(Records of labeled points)
╭──

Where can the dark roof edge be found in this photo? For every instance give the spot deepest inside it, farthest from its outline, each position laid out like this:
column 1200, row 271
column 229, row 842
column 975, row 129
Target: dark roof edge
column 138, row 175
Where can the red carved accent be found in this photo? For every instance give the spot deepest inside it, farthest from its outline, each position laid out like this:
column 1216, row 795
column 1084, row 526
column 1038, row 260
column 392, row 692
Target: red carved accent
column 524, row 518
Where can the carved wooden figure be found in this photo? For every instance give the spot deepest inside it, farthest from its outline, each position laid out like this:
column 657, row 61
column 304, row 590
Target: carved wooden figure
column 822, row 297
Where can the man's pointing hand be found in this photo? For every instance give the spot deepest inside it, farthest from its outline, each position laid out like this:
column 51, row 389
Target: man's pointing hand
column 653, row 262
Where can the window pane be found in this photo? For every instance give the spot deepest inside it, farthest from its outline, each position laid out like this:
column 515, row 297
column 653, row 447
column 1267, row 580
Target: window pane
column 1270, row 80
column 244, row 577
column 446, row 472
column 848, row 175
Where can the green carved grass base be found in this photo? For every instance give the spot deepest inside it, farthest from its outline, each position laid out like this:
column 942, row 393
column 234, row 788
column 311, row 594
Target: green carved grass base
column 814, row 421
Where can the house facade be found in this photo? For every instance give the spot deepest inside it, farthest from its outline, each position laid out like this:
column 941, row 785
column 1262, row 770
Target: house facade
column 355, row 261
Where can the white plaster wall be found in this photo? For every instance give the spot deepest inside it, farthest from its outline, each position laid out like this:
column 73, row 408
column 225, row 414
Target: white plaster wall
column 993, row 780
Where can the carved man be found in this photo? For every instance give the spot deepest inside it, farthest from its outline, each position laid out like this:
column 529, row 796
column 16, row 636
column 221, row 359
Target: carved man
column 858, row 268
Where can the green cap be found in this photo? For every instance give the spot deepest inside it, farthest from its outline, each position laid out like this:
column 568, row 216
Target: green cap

╰──

Retype everything from the start of the records down to the line containing "column 653, row 262", including both ends.

Where can the dark roof edge be found in this photo? For every instance give the spot deepest inside it, farthest from its outline, each position laid out like this:
column 1200, row 271
column 229, row 842
column 975, row 129
Target: dark roof edge
column 138, row 175
Where can the red carved accent be found in this photo? For every instance give the spot deepest inside it, farthest from its outline, each position laid out like this:
column 1216, row 795
column 1084, row 526
column 1038, row 260
column 392, row 692
Target: red carved accent
column 524, row 518
Where can the carved wooden figure be found in this photo? For every instance give the spot deepest inside it, farthest from its outline, each position laid out like this:
column 657, row 61
column 304, row 590
Target: carved wooden figure
column 822, row 297
Where can the man's pointing hand be found in this photo? For every instance give the spot deepest inside it, farthest from its outline, each position laid out like this:
column 51, row 389
Target: man's pointing hand
column 653, row 262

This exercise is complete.